** GIVEN RECORDS follows **

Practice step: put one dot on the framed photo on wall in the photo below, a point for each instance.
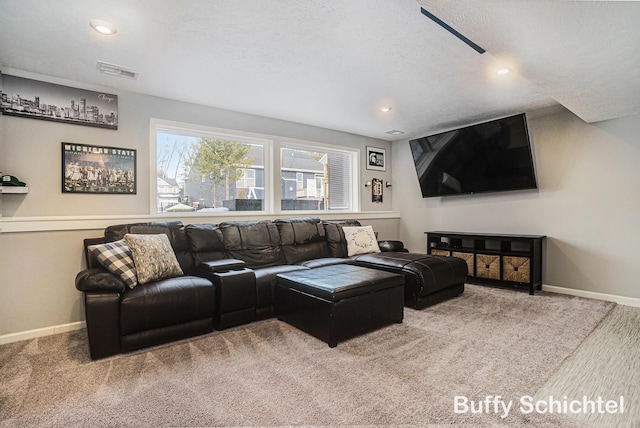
(98, 169)
(34, 99)
(376, 159)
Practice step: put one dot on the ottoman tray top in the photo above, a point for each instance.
(337, 282)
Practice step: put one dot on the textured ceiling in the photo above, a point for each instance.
(333, 63)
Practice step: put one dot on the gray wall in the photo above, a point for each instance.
(588, 202)
(42, 231)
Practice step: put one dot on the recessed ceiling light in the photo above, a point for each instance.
(103, 27)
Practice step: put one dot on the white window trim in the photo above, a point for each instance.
(272, 145)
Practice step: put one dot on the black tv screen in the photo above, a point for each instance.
(488, 157)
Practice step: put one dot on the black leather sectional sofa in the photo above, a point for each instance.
(229, 278)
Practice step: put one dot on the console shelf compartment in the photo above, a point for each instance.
(500, 260)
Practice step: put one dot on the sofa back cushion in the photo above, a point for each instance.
(257, 243)
(302, 239)
(174, 230)
(205, 242)
(335, 236)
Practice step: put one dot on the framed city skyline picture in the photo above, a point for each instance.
(48, 101)
(98, 169)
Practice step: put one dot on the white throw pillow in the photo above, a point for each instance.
(360, 240)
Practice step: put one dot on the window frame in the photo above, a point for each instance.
(272, 146)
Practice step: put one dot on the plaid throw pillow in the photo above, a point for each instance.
(116, 258)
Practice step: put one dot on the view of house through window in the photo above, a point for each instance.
(205, 171)
(208, 173)
(314, 178)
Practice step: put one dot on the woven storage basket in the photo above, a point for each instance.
(487, 266)
(467, 257)
(437, 252)
(516, 269)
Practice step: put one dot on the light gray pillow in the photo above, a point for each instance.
(360, 240)
(153, 257)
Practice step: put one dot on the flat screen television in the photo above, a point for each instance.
(488, 157)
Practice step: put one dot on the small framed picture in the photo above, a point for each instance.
(376, 159)
(98, 169)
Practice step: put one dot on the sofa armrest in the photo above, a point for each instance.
(96, 279)
(397, 246)
(222, 265)
(102, 315)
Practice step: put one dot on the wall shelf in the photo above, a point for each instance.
(14, 189)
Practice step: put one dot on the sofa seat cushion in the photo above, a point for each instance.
(166, 302)
(431, 273)
(302, 239)
(257, 243)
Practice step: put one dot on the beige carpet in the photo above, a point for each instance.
(486, 342)
(606, 365)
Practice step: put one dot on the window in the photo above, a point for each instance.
(316, 178)
(204, 169)
(208, 171)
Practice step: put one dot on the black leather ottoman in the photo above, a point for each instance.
(337, 302)
(428, 279)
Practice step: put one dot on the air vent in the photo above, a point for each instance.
(116, 70)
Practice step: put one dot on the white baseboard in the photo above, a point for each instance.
(40, 332)
(621, 300)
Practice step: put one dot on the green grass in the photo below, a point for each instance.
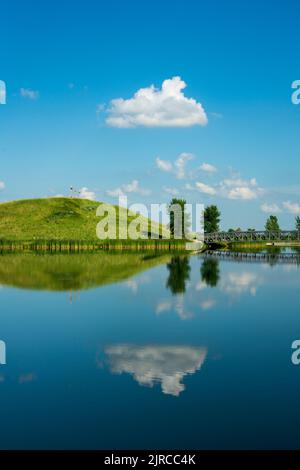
(51, 219)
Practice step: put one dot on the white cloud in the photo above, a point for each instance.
(133, 187)
(178, 169)
(30, 94)
(164, 165)
(85, 193)
(239, 283)
(180, 164)
(292, 207)
(171, 191)
(242, 192)
(270, 208)
(208, 168)
(207, 304)
(204, 188)
(166, 365)
(163, 306)
(152, 107)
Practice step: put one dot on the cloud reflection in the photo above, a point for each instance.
(151, 364)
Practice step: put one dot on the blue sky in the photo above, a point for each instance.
(64, 62)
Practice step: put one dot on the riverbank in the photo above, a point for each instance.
(81, 246)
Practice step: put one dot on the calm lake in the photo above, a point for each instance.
(139, 351)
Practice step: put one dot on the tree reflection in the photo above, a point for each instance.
(179, 273)
(210, 272)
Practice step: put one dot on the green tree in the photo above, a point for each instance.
(179, 273)
(212, 217)
(179, 218)
(272, 224)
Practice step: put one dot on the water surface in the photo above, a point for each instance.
(134, 351)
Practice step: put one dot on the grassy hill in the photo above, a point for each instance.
(51, 219)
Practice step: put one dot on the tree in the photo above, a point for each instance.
(179, 219)
(212, 217)
(272, 224)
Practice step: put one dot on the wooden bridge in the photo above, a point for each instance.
(252, 236)
(272, 258)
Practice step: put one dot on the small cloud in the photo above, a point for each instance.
(152, 107)
(164, 165)
(205, 188)
(216, 115)
(156, 364)
(171, 191)
(178, 169)
(180, 164)
(242, 193)
(85, 193)
(292, 207)
(207, 304)
(30, 94)
(270, 208)
(208, 168)
(163, 306)
(133, 187)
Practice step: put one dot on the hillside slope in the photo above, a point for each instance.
(50, 218)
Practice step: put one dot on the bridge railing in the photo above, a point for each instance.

** End of GIVEN RECORDS **

* **WORK REQUEST**:
Take the listing above and restate it word for word, without its pictures.

* **SOLUTION TO THE EXERCISE**:
Practice step: put one dot on the framed photo on wall in the photo below, a point for each instance.
(98, 169)
(34, 99)
(376, 159)
Practice step: put one dot on the ottoman tray top in the photo above, a point for each instance.
(337, 282)
Practice step: put one dot on the textured ceiling in the photo above, a point for each instance.
(333, 63)
Practice step: put one dot on the gray wall in the photo above, a point for each instance.
(588, 202)
(42, 231)
Practice step: put one dot on the recessed ceiling light in the photo above, a point for each instance.
(103, 27)
Practice step: put one dot on the white window trim in the photo above, a point for each instance.
(272, 145)
Practice step: put one dot on the black tv screen in the photo above, a point for each instance.
(488, 157)
Practice step: put one dot on the black leather sectional sofa in the photo above, a point for each instance.
(229, 278)
Practice step: put one dot on the console shelf compartment in the photo above, a point for each instance.
(500, 260)
Practice step: put one dot on the sofa back cushion in the photo above, a point for each instance.
(257, 243)
(302, 239)
(174, 230)
(205, 242)
(335, 236)
Practice step: put one dot on the framed city skyline picture in the photo above, a point for each instance.
(48, 101)
(98, 169)
Practice step: put one dot on the white throw pillow in the photo above, a point for each instance.
(360, 240)
Practice step: put one dot on the window frame in the photo above, a point for each instance.
(272, 146)
Practice step: put one dot on the plaid throw pillow in the photo above, a point for each instance.
(116, 258)
Practice step: put one dot on the view of house through window in the photo above, a point for each instance.
(205, 171)
(208, 173)
(314, 178)
Practice step: put one dot on the woven storage basket in the photo above, a point for each instance.
(487, 266)
(467, 257)
(437, 252)
(516, 269)
Practice step: put one dot on the light gray pillow in the photo above, a point for each instance.
(360, 240)
(153, 257)
Practice step: put one dot on the flat screen television in the photo above, a point for each instance.
(488, 157)
Practice step: put one dot on the small framed picture in the photo above, a point for each instance.
(376, 159)
(98, 169)
Practice step: put one dot on the sofa armrest in the photo above, a point for each instance.
(96, 279)
(397, 246)
(222, 265)
(102, 315)
Practice step: put one dot on the wall shelf in the photo above, a point for each instance.
(14, 189)
Practice step: put one dot on the sofa seat cushion in the photo above, a point for each instance.
(166, 302)
(431, 273)
(302, 239)
(257, 243)
Practice step: put one dot on the beige carpet in the photo above, a point for each instance.
(486, 342)
(606, 365)
Practice step: put one dot on the window in the photo above, a point for each instance.
(316, 178)
(204, 169)
(208, 171)
Practice step: put one dot on the black leather ottoman in the photo above, a point for each instance.
(337, 302)
(428, 279)
Practice step: put one dot on the air vent in the photo above, a point for each instance.
(116, 70)
Practice step: put one dot on the white baseboard in the photo above, a point for each instance.
(40, 332)
(621, 300)
Practice step: put one dot on the green grass in the photo below, a point for each instance.
(51, 219)
Practice step: put one dot on the white cloud in the photo above, a point for each instance.
(133, 187)
(178, 169)
(30, 94)
(164, 165)
(85, 193)
(239, 283)
(180, 164)
(292, 207)
(171, 191)
(242, 192)
(270, 208)
(208, 168)
(207, 304)
(204, 188)
(166, 365)
(163, 306)
(152, 107)
Practice step: put one dot on the cloud reflection in the photo above, a point for each instance.
(151, 364)
Practice step: put one dot on the blue sky in the photo above, a point for each instance.
(64, 62)
Practice step: put one dot on the riverbank in the photo above, a point for each instance.
(81, 246)
Practice step: put one dot on the calm lake in the photo above, a point for each instance.
(139, 351)
Practice step: put one dot on the tree reflection in the photo above, a point for each instance.
(179, 273)
(210, 272)
Practice step: put one dot on the green tree in the photo above, a point for each instance.
(179, 273)
(212, 217)
(179, 218)
(272, 224)
Practice step: put one dot on the water surface in the photo above, a point for each instance.
(134, 351)
Practice step: put one dot on the grassy hill in the photo above, a point for each instance.
(51, 219)
Practice step: put one dot on the tree in the photo above, a point for each instance.
(179, 219)
(212, 217)
(272, 224)
Practice step: put one dot on the wooden bridge in the photo above, a point for each instance.
(252, 236)
(272, 258)
Practice step: put one dot on the small cloud in the photo above, a point for each instance.
(152, 107)
(164, 165)
(205, 188)
(216, 115)
(156, 364)
(171, 191)
(178, 169)
(180, 164)
(242, 193)
(85, 193)
(292, 207)
(207, 304)
(30, 94)
(270, 208)
(208, 168)
(163, 306)
(133, 187)
Practice step: put one dot on the hillside slope in the photo above, a point for each instance.
(50, 218)
Practice step: put one dot on the bridge railing in the photo above, a point for each instance.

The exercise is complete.